*Task goal*. Your answer must be an exact copy of the records below, minus the pictures.

*Data for processing*.
::::::
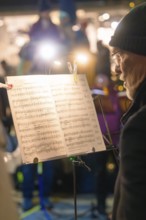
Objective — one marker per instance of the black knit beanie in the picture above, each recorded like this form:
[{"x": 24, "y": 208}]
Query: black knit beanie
[{"x": 130, "y": 34}]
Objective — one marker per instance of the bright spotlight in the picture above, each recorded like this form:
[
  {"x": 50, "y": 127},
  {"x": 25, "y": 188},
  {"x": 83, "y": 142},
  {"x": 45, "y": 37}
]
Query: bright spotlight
[
  {"x": 47, "y": 51},
  {"x": 57, "y": 63},
  {"x": 82, "y": 58}
]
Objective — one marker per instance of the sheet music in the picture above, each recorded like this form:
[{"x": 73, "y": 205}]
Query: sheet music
[{"x": 54, "y": 116}]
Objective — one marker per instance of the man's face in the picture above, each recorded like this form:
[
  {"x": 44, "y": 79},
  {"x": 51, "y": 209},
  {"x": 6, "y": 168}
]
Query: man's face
[{"x": 125, "y": 64}]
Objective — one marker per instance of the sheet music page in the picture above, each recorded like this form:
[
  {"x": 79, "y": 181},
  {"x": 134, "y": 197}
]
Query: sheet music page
[{"x": 54, "y": 116}]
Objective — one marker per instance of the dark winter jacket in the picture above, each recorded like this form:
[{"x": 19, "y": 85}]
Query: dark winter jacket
[{"x": 130, "y": 189}]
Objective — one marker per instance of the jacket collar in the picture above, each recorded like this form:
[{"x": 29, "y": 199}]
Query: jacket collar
[{"x": 139, "y": 101}]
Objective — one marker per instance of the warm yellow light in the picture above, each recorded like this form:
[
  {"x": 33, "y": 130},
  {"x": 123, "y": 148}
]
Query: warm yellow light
[
  {"x": 82, "y": 58},
  {"x": 120, "y": 88},
  {"x": 131, "y": 4},
  {"x": 57, "y": 63},
  {"x": 47, "y": 51}
]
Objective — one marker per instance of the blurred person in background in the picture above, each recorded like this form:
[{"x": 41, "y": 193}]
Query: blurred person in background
[
  {"x": 103, "y": 59},
  {"x": 42, "y": 33},
  {"x": 129, "y": 52}
]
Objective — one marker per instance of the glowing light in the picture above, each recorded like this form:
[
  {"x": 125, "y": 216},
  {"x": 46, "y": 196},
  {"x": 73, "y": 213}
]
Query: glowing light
[
  {"x": 82, "y": 58},
  {"x": 114, "y": 24},
  {"x": 131, "y": 4},
  {"x": 120, "y": 88},
  {"x": 47, "y": 51},
  {"x": 57, "y": 63},
  {"x": 104, "y": 17}
]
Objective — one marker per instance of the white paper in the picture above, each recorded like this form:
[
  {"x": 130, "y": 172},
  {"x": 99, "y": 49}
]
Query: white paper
[{"x": 54, "y": 116}]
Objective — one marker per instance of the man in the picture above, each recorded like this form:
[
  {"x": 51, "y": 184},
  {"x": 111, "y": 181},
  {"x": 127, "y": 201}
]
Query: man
[{"x": 129, "y": 50}]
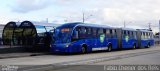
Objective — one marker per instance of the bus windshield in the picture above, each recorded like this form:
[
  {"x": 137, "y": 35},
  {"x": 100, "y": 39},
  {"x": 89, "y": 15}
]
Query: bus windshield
[{"x": 63, "y": 34}]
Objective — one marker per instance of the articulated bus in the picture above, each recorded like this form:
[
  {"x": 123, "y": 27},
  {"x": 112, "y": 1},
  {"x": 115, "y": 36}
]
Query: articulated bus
[{"x": 82, "y": 38}]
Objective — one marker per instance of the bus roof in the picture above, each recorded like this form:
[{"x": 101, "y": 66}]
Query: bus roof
[
  {"x": 85, "y": 24},
  {"x": 129, "y": 29},
  {"x": 144, "y": 30}
]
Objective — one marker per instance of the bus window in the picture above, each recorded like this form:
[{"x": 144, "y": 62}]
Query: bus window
[
  {"x": 108, "y": 33},
  {"x": 75, "y": 35},
  {"x": 82, "y": 33},
  {"x": 124, "y": 34},
  {"x": 94, "y": 30},
  {"x": 89, "y": 32},
  {"x": 111, "y": 33},
  {"x": 100, "y": 32}
]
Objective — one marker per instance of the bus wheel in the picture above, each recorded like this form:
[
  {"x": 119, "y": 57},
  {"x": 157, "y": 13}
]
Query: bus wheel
[
  {"x": 134, "y": 46},
  {"x": 109, "y": 48},
  {"x": 83, "y": 49}
]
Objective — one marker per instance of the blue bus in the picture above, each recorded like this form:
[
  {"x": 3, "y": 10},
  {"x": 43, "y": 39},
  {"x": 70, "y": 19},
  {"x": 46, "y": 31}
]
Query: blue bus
[
  {"x": 145, "y": 38},
  {"x": 127, "y": 38},
  {"x": 82, "y": 38}
]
::::::
*Task solution*.
Objective — one marker per instance of the black knit beanie in the picture above, each recorded like this form:
[{"x": 24, "y": 208}]
Query: black knit beanie
[{"x": 130, "y": 34}]
Objective — one marker per instance of the bright spotlight in the picture above, each recorded like this form:
[
  {"x": 50, "y": 127},
  {"x": 25, "y": 188},
  {"x": 83, "y": 142},
  {"x": 45, "y": 37}
]
Query: bright spotlight
[
  {"x": 47, "y": 51},
  {"x": 57, "y": 63},
  {"x": 82, "y": 58}
]
Objective — one marker per instance of the sheet music in the picture above, each recorded like this form:
[{"x": 73, "y": 205}]
Query: sheet music
[{"x": 54, "y": 116}]
Objective — one marker per instance of the man's face in the picture above, each recorded like this form:
[
  {"x": 44, "y": 79},
  {"x": 51, "y": 209},
  {"x": 6, "y": 168}
]
Query: man's face
[{"x": 125, "y": 64}]
Objective — one marker per instance of the sheet music page in the picture above, each recorded like this form:
[
  {"x": 79, "y": 181},
  {"x": 134, "y": 197}
]
Query: sheet music page
[{"x": 54, "y": 116}]
Objective — one marker per instance of the dark winter jacket in the picture above, each recorded like this form:
[{"x": 19, "y": 85}]
Query: dark winter jacket
[{"x": 130, "y": 189}]
Objective — one marker per instance of the jacket collar in the picture above, each recorded like this form:
[{"x": 29, "y": 199}]
Query: jacket collar
[{"x": 139, "y": 101}]
Objective — one marker per instance of the warm yellow light in the picture above, each recorded like this form:
[
  {"x": 33, "y": 130},
  {"x": 123, "y": 148}
]
Query: warm yellow light
[
  {"x": 82, "y": 58},
  {"x": 120, "y": 88},
  {"x": 131, "y": 4},
  {"x": 57, "y": 63},
  {"x": 47, "y": 51}
]
Objective — one marker per instance of the blurred person in background in the picture above, each recorded like this form:
[{"x": 41, "y": 193}]
Query: blurred person in background
[
  {"x": 103, "y": 59},
  {"x": 42, "y": 33},
  {"x": 129, "y": 52}
]
Objective — one marker per instance of the glowing light in the picture above, each recorded like this form:
[
  {"x": 125, "y": 216},
  {"x": 46, "y": 196},
  {"x": 73, "y": 213}
]
Query: glowing light
[
  {"x": 82, "y": 58},
  {"x": 114, "y": 24},
  {"x": 131, "y": 4},
  {"x": 120, "y": 88},
  {"x": 47, "y": 51},
  {"x": 57, "y": 63},
  {"x": 104, "y": 17}
]
Objective — one marker per instance of the white paper in the picture above, each recorded like this form:
[
  {"x": 130, "y": 172},
  {"x": 99, "y": 49}
]
Query: white paper
[{"x": 54, "y": 116}]
Objective — one marker per instance of the man in the picture above, each recorded like this form:
[
  {"x": 51, "y": 184},
  {"x": 111, "y": 181},
  {"x": 127, "y": 201}
]
Query: man
[{"x": 129, "y": 50}]
Objective — one marker per instance of the bus windshield in the picture above, each recorded like this form:
[
  {"x": 137, "y": 35},
  {"x": 100, "y": 39},
  {"x": 89, "y": 15}
]
Query: bus windshield
[{"x": 63, "y": 34}]
Objective — one marker per instance of the articulated bus in the picture above, each recorded like this form:
[
  {"x": 123, "y": 27},
  {"x": 112, "y": 1},
  {"x": 115, "y": 36}
]
Query: articulated bus
[{"x": 82, "y": 38}]
Objective — one marker per instance of the bus roof in the picture above, each recorded like this form:
[{"x": 101, "y": 66}]
Query: bus roof
[
  {"x": 85, "y": 24},
  {"x": 129, "y": 29},
  {"x": 144, "y": 30}
]
Objective — one marker per instance of the bus window in the picture above, each recorded like this form:
[{"x": 144, "y": 62}]
Query: bus window
[
  {"x": 108, "y": 33},
  {"x": 75, "y": 35},
  {"x": 82, "y": 33},
  {"x": 124, "y": 34},
  {"x": 94, "y": 30},
  {"x": 89, "y": 32},
  {"x": 111, "y": 33},
  {"x": 100, "y": 32}
]
Objective — one marker per instance of the bus wheel in the picture above, each recorded like this form:
[
  {"x": 119, "y": 57},
  {"x": 157, "y": 13}
]
Query: bus wheel
[
  {"x": 134, "y": 46},
  {"x": 109, "y": 48},
  {"x": 83, "y": 49}
]
Objective — one marker per instance of the blue bus in the picture above, each recorded like this form:
[
  {"x": 3, "y": 10},
  {"x": 43, "y": 39},
  {"x": 70, "y": 19},
  {"x": 46, "y": 31}
]
Query: blue bus
[
  {"x": 145, "y": 38},
  {"x": 127, "y": 38},
  {"x": 82, "y": 38}
]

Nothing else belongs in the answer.